SET EXERCISE
Beginning with the line containing "Would you mind pinning the line" and ending with the last line of the records, set down every line exactly.

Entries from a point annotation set
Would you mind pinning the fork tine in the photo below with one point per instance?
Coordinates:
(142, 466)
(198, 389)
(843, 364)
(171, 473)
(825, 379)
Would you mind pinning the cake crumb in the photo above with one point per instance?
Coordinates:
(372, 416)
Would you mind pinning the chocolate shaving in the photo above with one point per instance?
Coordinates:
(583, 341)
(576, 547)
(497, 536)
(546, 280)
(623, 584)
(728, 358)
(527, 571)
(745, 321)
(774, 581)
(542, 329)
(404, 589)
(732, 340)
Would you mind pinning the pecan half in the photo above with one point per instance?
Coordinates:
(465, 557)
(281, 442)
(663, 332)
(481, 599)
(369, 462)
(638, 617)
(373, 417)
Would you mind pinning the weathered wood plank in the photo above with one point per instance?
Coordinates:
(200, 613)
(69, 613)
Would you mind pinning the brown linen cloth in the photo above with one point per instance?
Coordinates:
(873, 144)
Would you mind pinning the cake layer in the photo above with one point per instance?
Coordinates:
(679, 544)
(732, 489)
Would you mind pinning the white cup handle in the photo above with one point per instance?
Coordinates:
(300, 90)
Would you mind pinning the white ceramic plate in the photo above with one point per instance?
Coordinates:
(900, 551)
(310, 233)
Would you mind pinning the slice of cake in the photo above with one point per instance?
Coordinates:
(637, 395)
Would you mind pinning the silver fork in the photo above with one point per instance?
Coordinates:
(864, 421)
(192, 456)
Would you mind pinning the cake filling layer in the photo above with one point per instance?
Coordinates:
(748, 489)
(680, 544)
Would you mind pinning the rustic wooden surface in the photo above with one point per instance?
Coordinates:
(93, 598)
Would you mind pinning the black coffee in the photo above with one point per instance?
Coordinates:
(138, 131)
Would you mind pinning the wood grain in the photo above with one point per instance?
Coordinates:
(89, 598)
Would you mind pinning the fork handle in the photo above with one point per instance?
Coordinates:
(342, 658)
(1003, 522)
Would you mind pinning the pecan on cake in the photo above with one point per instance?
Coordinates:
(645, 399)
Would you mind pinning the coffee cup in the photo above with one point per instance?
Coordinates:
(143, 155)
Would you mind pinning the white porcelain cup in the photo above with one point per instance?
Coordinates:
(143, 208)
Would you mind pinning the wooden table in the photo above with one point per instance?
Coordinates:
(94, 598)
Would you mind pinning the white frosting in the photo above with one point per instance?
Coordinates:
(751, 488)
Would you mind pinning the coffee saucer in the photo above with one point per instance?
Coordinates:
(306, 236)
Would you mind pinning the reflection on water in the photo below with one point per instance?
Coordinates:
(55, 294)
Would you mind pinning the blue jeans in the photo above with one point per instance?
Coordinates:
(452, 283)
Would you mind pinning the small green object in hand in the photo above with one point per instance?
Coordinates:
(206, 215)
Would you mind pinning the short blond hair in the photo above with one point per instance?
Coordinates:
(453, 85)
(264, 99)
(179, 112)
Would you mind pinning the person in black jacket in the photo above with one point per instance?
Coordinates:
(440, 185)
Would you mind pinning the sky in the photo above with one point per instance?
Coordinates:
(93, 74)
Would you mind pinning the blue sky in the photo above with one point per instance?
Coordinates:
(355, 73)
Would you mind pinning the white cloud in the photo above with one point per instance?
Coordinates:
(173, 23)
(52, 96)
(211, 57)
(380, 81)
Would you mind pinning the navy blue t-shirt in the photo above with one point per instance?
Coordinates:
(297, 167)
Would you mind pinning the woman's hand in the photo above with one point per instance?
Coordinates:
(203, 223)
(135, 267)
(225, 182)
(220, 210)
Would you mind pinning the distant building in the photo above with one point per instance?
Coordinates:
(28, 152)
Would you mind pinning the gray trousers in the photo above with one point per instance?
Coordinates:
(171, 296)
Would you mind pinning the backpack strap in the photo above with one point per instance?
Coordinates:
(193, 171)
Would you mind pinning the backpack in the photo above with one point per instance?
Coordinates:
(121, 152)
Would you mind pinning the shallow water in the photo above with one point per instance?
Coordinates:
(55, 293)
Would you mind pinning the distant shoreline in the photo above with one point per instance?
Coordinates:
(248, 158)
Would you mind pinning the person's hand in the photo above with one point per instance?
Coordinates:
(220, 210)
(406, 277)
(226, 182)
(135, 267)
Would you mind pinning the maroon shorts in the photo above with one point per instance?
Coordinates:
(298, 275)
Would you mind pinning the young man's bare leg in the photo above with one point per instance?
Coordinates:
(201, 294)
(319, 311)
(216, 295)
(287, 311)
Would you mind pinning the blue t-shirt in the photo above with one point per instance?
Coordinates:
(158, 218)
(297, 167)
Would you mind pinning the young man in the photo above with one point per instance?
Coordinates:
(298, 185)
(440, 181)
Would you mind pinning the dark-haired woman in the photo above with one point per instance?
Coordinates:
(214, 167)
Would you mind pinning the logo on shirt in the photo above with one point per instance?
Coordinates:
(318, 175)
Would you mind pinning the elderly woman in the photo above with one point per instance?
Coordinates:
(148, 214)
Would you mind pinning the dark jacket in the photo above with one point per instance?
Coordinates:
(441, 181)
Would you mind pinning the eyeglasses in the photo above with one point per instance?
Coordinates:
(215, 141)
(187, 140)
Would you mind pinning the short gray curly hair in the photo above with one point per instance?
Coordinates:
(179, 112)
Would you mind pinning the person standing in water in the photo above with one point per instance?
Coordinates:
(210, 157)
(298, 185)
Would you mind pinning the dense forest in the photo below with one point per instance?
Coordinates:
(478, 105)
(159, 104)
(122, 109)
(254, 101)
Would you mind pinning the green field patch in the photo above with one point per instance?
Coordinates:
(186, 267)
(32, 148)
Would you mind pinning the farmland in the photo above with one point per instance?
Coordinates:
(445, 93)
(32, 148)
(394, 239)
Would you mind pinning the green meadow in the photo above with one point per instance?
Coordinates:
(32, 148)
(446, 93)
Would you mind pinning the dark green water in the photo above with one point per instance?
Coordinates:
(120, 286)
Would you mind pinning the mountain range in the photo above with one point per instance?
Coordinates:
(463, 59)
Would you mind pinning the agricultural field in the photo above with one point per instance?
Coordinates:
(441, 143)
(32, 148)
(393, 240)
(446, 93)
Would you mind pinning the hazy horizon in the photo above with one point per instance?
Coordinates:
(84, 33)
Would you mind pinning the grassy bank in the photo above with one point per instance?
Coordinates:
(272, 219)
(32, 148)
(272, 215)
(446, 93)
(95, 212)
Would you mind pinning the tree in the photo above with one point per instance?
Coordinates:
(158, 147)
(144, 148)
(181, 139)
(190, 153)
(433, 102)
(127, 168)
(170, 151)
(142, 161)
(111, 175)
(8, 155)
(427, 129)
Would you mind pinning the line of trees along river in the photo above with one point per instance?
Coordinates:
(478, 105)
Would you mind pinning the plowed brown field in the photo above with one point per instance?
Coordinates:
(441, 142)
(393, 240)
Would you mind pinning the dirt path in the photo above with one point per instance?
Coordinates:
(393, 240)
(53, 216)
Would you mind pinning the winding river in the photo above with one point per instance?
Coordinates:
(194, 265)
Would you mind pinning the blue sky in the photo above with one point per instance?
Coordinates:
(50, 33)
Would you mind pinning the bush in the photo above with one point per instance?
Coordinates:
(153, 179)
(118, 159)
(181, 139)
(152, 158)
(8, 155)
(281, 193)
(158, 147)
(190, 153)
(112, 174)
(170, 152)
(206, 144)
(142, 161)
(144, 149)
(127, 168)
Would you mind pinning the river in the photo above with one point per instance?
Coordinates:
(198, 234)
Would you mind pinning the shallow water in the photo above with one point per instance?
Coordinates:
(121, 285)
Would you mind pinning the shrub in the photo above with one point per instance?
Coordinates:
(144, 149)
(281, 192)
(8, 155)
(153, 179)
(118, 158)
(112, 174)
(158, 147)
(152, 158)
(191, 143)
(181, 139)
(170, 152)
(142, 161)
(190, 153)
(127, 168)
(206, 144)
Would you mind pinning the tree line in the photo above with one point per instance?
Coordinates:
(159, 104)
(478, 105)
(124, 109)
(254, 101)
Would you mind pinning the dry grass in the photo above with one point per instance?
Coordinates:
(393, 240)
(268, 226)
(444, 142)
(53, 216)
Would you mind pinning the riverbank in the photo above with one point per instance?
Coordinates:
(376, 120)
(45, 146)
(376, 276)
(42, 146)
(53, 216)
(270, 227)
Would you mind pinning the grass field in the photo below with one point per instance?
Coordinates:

ANSWER IN FULL
Would you mind pinning the line of trees along river in the photo above with one point per instance?
Coordinates:
(478, 105)
Would you mind pinning the plowed brown field in the photo above with one point per instance?
Coordinates:
(441, 142)
(393, 240)
Would you mind pinning the dirt path in the photo above with one point per instance?
Coordinates:
(393, 240)
(53, 216)
Would you mind pinning the winding river in the photo above with one point per instance?
Coordinates:
(194, 265)
Would you mind pinning the blue sky in the photo above with one point per instance?
Coordinates:
(50, 33)
Would you mind pinning the bush in the photo above with one point per instance?
Coordinates:
(153, 179)
(118, 159)
(181, 139)
(152, 158)
(8, 155)
(281, 193)
(158, 147)
(190, 153)
(112, 174)
(170, 152)
(206, 144)
(142, 161)
(144, 149)
(127, 168)
Would you mind pinning the river in the photo above with one point per instance?
Coordinates:
(198, 234)
Would you mind pinning the shallow water in the photo above with one point per instance?
Coordinates:
(121, 285)
Would you mind pinning the shrub in the photo above with one point per instance?
Coordinates:
(144, 149)
(281, 192)
(8, 155)
(153, 179)
(118, 158)
(112, 174)
(158, 147)
(152, 158)
(191, 143)
(181, 139)
(170, 152)
(142, 161)
(190, 153)
(127, 168)
(206, 144)
Would you mind pinning the tree line in the photo above with one point per instance?
Coordinates:
(159, 104)
(478, 105)
(124, 109)
(254, 101)
Would you mind pinning the dry grass in the photo above with one point per instance?
Coordinates:
(393, 240)
(268, 226)
(444, 142)
(53, 216)
Would you mind pinning the riverbank in the photo above with one point per instance?
Coordinates:
(376, 120)
(45, 146)
(376, 276)
(42, 146)
(53, 216)
(270, 227)
Would you mind pinning the grass field in the photo below with one point per instance?
Coordinates:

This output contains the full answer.